LESETEXT ->
━━━━━━━━━━━━━━━━━━━━

Miss Hawley und ihre Helferin

Ihr blauer VW-Käfer hat das gleiche Baujahr wie meine Knochen: 1963. Nach wie vor fährt Elizabeth Hawley mit ihrem Auto aus längst vergangenen Tagen vor den Hotels in Kathmandu vor. Inzwischen sitzt die 87 Jahre alte US-Amerikanerin nicht mehr selbst am Steuer, sondern lässt sich chauffieren. Aber aufs Altenteil setzt sich Miss Hawley, wie sie von allen genannt wird, nicht. Sie ist die große Chronistin des Himalaya-Bergsteigens. Seit Jahrzehnten führt sie in Kathmandu Buch über die Expeditionen zu den in Nepal gelegenen höchsten Bergen der Welt.


Miss Hawley mit Ralf Dujmovits

Verrückte Bergsteiger

„Sie kann viele Bergsteiger nicht verstehen. Sie sagt dann immer: They are all mad (Sie sind alle verrückt)!“, erzählt Billi Bierling (Unser Gespräch beim International Mountain Summit im vergangenen November in Brixen könnt ihr unter dem Artikel nachhören). Die 43 Jahre alte deutsche Journalistin lebt seit Jahren in Kathmandu und unterstützt Miss Hawley, indem sie in ihrem Auftrag die Bergsteiger vor und nach den Expeditionen befragt. „Ich fühle mich fast geehrt, dass ich mit Miss Hawley zusammenarbeiten kann. Sie gehört zu einer Generation, die ausstirbt.“ Schließlich sei die US-Amerikanerin bereits in den 1950er Jahren nach Nepal gekommen, in der Pionierzeit des Bergsteigens an den Achttausendern.

Keine Schiedsrichterin

Miss Hawley genießt unter den Extrembergsteigern höchste Autorität. Stuft sie in ihrer Chronik „Himalayan Database“ einen Gipfelerfolg als „disputed“, also umstritten ein, haftet der Expedition ein ernsthafter Makel an. „Sie ist aber keine Schiedsrichterin, nur Historikerin und Archivarin“, stellt Billi klar. „Sie kann nicht entscheiden, ob eine Miss Oh auf dem Kangchendzönga war oder nicht. Aber sie hinterfragt und stöbert nach.“ Die Besteigung des dritthöchsten Bergs der Erde durch Oh Eun Sun im Jahr 2009 stufte die alte Dame als „disputed“ ein. Dieses Urteil kann nicht einfach beiseite gewischt werden. Nach Miss Hawleys Beurteilung gilt es in der Szene als zumindest fragwürdig, ob die Südkoreanerin wirklich die erste Frau war, die auf allen 14 Achttausendern stand, oder ob diese Ehre nicht der Baskin Edurne Pasaban gebührt.

━━━━━━━━━━━━━━━━━━━━

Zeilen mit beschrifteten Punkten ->
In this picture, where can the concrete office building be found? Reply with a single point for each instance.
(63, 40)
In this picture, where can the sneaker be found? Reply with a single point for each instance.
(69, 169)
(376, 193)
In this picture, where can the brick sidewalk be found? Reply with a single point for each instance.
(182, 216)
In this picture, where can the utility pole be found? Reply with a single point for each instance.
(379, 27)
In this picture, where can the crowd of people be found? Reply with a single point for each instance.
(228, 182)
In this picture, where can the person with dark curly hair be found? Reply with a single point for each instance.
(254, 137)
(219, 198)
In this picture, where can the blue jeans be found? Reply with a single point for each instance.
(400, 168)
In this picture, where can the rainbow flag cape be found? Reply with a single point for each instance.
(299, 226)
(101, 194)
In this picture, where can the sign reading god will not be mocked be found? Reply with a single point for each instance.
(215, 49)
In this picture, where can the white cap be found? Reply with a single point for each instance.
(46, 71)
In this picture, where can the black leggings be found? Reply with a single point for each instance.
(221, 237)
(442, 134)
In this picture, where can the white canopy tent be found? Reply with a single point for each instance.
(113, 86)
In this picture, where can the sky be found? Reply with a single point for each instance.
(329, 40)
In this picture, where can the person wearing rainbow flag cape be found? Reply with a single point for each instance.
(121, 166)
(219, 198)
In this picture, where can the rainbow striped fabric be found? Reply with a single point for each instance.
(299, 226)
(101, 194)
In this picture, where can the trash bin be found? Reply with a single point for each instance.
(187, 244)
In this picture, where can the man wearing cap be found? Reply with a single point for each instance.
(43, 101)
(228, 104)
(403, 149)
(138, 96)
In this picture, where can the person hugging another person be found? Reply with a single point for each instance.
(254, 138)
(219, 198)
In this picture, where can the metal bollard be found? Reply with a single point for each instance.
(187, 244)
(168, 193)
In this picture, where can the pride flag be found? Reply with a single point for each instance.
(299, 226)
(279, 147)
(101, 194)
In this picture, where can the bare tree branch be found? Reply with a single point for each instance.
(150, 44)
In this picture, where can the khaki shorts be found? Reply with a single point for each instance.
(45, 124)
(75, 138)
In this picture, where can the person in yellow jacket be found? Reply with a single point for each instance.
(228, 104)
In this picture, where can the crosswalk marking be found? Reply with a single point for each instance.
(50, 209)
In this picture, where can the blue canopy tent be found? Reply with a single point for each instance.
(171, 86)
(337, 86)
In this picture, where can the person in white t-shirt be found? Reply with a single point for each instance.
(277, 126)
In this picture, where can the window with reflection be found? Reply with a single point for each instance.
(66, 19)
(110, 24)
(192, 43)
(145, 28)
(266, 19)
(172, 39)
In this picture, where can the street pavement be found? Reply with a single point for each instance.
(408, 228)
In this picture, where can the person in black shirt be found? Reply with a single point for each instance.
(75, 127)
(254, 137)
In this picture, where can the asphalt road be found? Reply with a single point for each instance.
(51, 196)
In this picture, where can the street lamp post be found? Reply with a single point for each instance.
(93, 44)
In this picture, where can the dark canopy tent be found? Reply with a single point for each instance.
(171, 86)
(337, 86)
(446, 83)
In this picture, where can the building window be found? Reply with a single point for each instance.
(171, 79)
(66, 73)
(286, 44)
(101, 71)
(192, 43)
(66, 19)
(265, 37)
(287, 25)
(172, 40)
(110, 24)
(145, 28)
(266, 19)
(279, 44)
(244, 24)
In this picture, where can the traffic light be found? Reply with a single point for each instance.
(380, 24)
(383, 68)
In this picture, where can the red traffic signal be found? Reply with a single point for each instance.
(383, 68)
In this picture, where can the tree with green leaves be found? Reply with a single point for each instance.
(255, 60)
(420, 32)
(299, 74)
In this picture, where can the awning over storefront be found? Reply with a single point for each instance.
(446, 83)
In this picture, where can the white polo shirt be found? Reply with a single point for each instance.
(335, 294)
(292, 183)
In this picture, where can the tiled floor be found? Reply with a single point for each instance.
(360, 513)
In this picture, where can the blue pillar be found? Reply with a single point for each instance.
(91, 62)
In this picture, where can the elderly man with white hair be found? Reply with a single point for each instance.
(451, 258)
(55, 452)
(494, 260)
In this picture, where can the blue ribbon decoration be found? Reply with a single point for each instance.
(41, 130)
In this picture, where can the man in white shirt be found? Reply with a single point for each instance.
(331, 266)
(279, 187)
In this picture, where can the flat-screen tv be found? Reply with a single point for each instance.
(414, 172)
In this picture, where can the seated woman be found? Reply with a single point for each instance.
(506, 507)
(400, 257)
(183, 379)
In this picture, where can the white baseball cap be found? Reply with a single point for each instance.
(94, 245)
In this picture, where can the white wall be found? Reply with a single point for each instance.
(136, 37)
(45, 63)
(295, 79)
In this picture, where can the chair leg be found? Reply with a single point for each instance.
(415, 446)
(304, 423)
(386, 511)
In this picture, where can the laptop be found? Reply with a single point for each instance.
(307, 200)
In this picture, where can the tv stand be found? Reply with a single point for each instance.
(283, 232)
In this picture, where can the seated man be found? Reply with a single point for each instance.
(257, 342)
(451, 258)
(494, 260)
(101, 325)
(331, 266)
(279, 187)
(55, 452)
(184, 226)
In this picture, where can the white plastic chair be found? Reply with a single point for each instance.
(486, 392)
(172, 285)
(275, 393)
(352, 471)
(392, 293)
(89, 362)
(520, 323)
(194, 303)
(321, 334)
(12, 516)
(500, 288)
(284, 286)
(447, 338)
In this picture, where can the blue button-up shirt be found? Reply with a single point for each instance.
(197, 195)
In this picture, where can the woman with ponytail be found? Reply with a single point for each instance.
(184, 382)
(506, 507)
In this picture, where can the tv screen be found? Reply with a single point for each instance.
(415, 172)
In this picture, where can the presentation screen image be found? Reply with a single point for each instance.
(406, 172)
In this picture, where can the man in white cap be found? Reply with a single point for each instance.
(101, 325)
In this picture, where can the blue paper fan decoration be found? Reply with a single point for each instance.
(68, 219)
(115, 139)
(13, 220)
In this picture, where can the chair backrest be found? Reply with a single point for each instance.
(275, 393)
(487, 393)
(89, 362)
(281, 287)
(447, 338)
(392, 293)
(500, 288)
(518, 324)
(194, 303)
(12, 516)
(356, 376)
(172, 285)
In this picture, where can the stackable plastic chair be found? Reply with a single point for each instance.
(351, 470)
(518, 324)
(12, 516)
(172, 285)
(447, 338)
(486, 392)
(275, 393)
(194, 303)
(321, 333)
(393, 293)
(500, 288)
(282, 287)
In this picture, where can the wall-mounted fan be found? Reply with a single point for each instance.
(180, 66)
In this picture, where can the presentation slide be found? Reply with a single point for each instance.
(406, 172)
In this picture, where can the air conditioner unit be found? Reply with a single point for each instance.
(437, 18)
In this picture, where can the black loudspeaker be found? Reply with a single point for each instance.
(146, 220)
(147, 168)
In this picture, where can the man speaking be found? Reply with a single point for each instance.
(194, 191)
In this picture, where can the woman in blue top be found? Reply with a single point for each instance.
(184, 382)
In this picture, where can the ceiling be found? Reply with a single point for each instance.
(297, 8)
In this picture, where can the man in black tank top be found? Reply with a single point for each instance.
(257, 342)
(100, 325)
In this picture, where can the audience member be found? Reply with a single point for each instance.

━━━━━━━━━━━━━━━━━━━━

AUFGABE ->
Fasse den Absatz im Lesetext, der mit „Miss Hawley genießt unter den Extrembergsteigern“ beginnt, als kurze Stichpunktliste zusammen.

ANTWORT ->
- Miss Hawley hat unter Extrembergsteigern höchste Autorität.
- Wenn sie einen Gipfelerfolg in ihrer Chronik „Himalayan Database“ als „disputed“ (umstritten) einstuft, haftet der Expedition ein ernsthafter Makel an.
- Laut Billi ist sie keine Schiedsrichterin. Sie ist nur Historikerin und Archivarin, die hinterfragt und nachstöbert.
- Die Besteigung des dritthöchsten Bergs der Erde, des Kangchendzönga, durch Oh Eun Sun im Jahr 2009 stufte sie als „disputed“ ein.
- Nach ihrer Beurteilung gilt es in der Szene als zumindest fragwürdig, ob die Südkoreanerin die erste Frau auf allen 14 Achttausendern war oder ob diese Ehre der Baskin Edurne Pasaban gebührt.